The liabilities for individual sites range from less than $1 million to $137 million.  The $137 million liability relates to the Kalamazoo River Superfund Site.
 
A Millennium subsidiary has been identified as a Potential Responsible Party (“PRP”) with respect to the Kalamazoo River Superfund Site.  The site involves cleanup of river sediments and floodplain soils contaminated with polychlorinated biphenyls, cleanup of former paper mill operations, and cleanup and closure of landfills associated with the former paper mill operations.
 
In 2000, the Kalamazoo River Study Group (the “KRSG”), of which the Millennium subsidiary and other PRPs are members, submitted to the State of Michigan a Draft Remedial Investigation and Draft Feasibility Study, which evaluated a number of remedial options for the river.  The estimated costs for these remedial options ranged from $0 to $2.5 billion.  Although the KRSG study identified a broad range of remedial options, not all of those options would represent reasonably possible outcomes.  Management does not believe that it can identify a single remedy among those options that would represent the highest-cost reasonably possible outcome.

§ **MATERIAL PROVIDED**:
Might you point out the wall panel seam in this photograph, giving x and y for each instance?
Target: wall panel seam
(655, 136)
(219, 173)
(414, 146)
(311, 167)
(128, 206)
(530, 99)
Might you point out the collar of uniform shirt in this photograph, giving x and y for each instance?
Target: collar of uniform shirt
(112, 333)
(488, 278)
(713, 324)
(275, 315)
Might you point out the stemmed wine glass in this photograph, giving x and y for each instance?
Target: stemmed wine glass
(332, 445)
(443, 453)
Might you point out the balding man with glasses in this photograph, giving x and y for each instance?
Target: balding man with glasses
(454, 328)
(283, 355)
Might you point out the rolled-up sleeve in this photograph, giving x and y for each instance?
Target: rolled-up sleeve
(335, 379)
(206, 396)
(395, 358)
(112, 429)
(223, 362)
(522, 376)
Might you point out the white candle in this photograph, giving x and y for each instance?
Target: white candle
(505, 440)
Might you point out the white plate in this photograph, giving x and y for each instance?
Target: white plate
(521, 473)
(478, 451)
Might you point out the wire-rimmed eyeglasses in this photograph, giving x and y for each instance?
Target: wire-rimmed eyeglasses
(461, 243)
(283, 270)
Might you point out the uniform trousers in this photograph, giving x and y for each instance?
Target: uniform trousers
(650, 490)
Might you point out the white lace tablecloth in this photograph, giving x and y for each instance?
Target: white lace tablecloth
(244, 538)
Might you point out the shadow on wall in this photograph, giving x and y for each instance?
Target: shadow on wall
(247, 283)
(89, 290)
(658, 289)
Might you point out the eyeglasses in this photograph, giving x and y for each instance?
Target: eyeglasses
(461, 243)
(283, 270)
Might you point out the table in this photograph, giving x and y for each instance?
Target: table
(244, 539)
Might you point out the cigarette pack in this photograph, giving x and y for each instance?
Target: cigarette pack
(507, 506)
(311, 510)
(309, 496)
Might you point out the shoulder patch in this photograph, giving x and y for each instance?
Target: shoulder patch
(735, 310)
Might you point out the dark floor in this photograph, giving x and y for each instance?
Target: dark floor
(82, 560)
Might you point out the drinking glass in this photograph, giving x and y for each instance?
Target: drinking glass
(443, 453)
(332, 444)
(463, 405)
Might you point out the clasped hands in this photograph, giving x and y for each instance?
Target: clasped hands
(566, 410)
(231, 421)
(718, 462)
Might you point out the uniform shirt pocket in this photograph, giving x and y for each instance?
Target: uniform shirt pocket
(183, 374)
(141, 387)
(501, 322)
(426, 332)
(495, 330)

§ **WHAT TO DO**:
a) According to the text about environmental liabilities, what was the range of estimated costs for the remedial options in the KRSG study?
b) Reproduce the listing from the line with "Might you point out the clasped" up to and including its final line.
The listing and the text about environmental liabilities were drawn from unrelated sources.

§ **TASK RESPONSES**:
a) The estimated costs ranged from $0 to $2.5 billion.

b)
Might you point out the clasped hands in this photograph, giving x and y for each instance?
Target: clasped hands
(566, 410)
(231, 421)
(718, 462)
Might you point out the uniform shirt pocket in this photograph, giving x and y for each instance?
Target: uniform shirt pocket
(183, 374)
(141, 387)
(501, 322)
(426, 332)
(495, 330)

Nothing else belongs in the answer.